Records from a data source

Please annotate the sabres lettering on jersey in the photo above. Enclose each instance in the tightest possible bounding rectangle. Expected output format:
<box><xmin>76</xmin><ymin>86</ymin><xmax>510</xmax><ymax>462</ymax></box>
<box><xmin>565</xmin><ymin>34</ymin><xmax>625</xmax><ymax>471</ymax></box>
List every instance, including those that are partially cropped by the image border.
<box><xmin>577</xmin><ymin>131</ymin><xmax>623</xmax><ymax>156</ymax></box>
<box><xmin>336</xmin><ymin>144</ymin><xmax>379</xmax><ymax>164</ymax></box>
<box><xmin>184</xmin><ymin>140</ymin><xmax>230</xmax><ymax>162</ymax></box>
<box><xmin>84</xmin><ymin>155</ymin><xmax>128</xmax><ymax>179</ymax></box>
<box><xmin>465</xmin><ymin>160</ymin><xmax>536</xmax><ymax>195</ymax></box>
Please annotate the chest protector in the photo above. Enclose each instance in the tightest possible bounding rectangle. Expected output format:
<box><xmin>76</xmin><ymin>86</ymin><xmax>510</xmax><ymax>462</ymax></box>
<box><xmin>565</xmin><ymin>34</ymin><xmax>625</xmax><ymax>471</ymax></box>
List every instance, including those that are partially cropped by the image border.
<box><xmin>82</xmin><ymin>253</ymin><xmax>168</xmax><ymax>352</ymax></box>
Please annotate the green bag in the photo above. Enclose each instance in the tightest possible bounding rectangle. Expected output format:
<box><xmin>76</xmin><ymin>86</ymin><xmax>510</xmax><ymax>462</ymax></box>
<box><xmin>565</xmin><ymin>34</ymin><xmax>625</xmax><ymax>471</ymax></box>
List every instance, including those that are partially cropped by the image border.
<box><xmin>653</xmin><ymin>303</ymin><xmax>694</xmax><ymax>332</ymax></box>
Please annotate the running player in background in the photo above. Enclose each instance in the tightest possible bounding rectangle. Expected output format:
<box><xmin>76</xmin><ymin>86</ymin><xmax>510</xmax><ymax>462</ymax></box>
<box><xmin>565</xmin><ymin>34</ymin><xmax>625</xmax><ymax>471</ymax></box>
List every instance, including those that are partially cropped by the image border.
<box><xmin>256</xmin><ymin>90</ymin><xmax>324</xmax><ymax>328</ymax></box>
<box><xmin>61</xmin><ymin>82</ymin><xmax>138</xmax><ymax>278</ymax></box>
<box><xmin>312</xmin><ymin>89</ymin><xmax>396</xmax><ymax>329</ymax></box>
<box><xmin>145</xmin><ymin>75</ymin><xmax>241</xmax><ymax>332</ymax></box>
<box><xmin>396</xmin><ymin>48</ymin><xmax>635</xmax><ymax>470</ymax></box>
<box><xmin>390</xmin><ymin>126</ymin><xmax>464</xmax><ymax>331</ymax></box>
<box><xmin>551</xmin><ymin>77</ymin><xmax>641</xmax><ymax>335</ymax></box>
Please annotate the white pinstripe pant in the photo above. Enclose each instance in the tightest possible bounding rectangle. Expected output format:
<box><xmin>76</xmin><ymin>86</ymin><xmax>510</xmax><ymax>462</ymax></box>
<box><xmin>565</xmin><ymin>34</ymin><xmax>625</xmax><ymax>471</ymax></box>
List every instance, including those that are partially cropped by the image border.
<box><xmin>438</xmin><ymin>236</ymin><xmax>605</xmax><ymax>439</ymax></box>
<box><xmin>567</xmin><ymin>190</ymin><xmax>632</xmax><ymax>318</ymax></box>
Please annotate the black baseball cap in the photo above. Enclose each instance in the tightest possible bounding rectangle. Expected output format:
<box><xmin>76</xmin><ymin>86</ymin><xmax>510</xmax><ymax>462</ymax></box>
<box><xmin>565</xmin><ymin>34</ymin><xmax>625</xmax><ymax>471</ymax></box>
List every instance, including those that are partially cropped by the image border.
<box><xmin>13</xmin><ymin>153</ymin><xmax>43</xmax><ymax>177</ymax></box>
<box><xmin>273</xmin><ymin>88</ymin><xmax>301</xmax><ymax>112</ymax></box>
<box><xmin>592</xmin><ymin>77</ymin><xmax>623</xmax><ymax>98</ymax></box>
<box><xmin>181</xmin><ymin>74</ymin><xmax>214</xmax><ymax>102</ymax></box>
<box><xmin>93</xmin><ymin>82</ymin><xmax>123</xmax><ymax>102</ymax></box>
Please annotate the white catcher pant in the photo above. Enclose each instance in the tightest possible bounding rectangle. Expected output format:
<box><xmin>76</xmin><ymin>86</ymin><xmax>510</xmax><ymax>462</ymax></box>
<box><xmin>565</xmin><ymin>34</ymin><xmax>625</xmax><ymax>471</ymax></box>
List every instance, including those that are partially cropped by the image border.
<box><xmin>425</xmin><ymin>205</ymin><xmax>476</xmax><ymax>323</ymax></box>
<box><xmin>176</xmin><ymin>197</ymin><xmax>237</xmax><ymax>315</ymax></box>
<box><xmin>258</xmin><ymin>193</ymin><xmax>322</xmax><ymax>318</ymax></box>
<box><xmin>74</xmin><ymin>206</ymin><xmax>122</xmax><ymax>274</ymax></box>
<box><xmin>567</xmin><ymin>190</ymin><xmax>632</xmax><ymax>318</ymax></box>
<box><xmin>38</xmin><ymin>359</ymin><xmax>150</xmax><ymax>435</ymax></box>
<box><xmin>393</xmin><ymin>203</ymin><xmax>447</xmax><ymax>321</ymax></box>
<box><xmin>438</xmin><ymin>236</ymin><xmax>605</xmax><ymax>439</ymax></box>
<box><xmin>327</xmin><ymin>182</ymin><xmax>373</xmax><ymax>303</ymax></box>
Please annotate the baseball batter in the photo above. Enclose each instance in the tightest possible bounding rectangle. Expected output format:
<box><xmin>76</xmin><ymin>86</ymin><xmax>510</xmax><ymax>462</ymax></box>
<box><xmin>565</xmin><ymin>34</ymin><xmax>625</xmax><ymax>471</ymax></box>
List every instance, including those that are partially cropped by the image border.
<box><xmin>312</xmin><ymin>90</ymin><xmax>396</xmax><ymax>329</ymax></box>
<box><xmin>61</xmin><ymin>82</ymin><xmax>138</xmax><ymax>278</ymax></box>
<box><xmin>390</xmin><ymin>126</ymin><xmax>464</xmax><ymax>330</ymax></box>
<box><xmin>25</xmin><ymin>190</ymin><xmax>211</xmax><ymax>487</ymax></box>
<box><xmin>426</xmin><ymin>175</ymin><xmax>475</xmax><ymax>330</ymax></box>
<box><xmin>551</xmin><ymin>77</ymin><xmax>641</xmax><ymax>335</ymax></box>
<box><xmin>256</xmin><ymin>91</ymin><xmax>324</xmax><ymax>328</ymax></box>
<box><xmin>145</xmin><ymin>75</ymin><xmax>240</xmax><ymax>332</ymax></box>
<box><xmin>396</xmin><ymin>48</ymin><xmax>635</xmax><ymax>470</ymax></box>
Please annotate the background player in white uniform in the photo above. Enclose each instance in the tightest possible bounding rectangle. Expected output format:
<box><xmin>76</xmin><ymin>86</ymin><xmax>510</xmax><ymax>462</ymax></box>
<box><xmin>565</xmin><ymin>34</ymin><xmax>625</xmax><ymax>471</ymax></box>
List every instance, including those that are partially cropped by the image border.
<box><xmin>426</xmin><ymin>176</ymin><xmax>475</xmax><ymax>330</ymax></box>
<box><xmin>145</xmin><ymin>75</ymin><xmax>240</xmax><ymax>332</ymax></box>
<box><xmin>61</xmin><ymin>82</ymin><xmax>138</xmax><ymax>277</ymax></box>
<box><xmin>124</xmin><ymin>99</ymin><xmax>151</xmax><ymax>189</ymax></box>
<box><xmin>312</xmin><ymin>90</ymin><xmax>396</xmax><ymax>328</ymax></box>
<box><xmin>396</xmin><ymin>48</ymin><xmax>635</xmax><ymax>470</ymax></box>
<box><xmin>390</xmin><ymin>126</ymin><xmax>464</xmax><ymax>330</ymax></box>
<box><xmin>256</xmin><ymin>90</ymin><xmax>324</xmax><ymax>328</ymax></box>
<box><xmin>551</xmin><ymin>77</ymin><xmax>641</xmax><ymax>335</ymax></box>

*WHAT TO PRODUCE*
Filter the listing above down to the lines containing the string "possible", and copy each of those lines.

*ANSWER TO THE EXERCISE*
Please annotate the sabres lettering on jersey in the photo above. Enclose each instance in the tightest possible bounding rectangle. Expected output format:
Please annotate the chest protector in the photo above. Enclose each instance in the tightest possible bounding rectangle. Expected output format:
Please annotate the green bag in the photo above. Enclose each instance in the tightest possible bounding rectangle. Expected output format:
Please annotate the running player in background in the photo above. Enclose each instance in the tightest possible bounding rectangle. Expected output format:
Please annotate the white pinstripe pant in the photo above. Enclose each instance in the tightest possible bounding rectangle. Expected output format:
Please annotate the black baseball cap in the photo above. Enclose each instance in the tightest possible bounding rectangle. Expected output format:
Please annotate the white catcher pant in the photo above. Enclose each instance in the tightest possible bounding rectangle. Expected output format:
Please annotate the baseball batter in the photo above. Enclose each instance in the tightest possible bounding rectangle. Expected output format:
Please annotate the background player in white uniform in the photo above. Enclose each instance in the tightest possible bounding rectangle. Expected output format:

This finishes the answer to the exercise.